> _DATA FOR THE TASK_:
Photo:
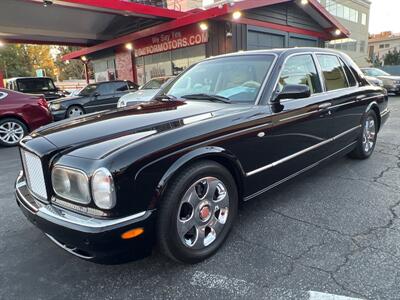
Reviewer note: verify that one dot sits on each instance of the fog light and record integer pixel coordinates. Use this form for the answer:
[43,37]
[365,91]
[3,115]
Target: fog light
[130,234]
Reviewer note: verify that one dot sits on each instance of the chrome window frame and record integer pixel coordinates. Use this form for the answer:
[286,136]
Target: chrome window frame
[317,67]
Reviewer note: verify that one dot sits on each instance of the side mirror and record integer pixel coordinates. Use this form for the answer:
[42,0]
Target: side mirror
[294,91]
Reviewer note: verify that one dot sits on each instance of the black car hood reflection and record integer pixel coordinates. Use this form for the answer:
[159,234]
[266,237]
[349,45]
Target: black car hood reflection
[94,136]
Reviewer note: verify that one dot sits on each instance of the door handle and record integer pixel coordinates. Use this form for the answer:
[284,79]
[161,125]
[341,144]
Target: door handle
[325,105]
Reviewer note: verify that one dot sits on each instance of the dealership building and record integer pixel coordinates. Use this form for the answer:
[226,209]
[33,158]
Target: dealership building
[140,40]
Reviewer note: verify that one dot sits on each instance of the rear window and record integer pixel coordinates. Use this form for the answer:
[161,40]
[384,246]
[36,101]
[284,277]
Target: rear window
[334,74]
[30,85]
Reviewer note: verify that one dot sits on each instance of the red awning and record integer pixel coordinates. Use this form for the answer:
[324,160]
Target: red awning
[313,8]
[76,22]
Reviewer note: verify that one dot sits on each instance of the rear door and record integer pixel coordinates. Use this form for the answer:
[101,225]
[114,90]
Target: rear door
[299,135]
[345,96]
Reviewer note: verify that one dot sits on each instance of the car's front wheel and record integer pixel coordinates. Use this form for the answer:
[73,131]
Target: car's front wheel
[11,132]
[367,140]
[197,212]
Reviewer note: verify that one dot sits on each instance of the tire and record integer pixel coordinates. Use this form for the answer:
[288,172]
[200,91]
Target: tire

> _WHAT THE EXERCISE ASKS_: Give back every entry in full, exactly as written, with no picture included.

> _ANSWER_:
Photo:
Reviewer note: verify that one dot sits on each instance of the fog light and record integer pixel coordinates. Use this form for the answer:
[43,37]
[365,91]
[3,115]
Target: fog light
[130,234]
Reviewer note: verify that one dot sits on each instance of the chrome window frame and record integer pixel coordinates. Use this form for the answer:
[286,136]
Target: chrome window frame
[317,67]
Reviewer note: verify that one dot sits on each instance of the side mirror and record integer pixel coordinates. Use this form for the answer:
[42,0]
Target: side mirror
[294,91]
Reviewer note: verify that one dot sits on each instance of the black car hood reflection and record integer pixel coordinates. Use this form for the answer:
[159,234]
[266,237]
[349,45]
Target: black car hood reflection
[94,136]
Reviewer note: verify that one dot sits on each instance of the door handle and record integer pixel coordinates. Use this form for the answer:
[284,79]
[161,125]
[341,144]
Target: door handle
[325,105]
Reviewer note: verify that one dot sits on each instance of the dealership building and record integer pixel coordinates. Use this form for the answer:
[226,209]
[33,158]
Target: dealership building
[140,40]
Reviewer note: verify that one dot sits on each instance of the rear window and record integer pixel coordinates. Use this form for the answer:
[161,40]
[384,246]
[36,101]
[284,277]
Target: rear window
[334,74]
[30,85]
Reviewer note: verify that one dot sits on each instance of the red awning and record integer pixel coordinates. Use this form for the answer:
[324,160]
Target: red awning
[313,8]
[76,22]
Reviewer note: verify that one dot sits on each instance of the rear door and record integer pixel coordinates. Use this form for the answer:
[101,225]
[114,90]
Target: rear door
[299,135]
[345,96]
Reviewer note: verify that one dot sits on each instance of the car's front wheel and record integer pixel coordinates. Use this form for the answer:
[73,131]
Target: car's front wheel
[11,132]
[367,140]
[197,212]
Reviewer note: verify that one dot sits on each instance of the tire and record integer pixel coordinates. Use this form for the answer:
[288,172]
[200,91]
Target: tire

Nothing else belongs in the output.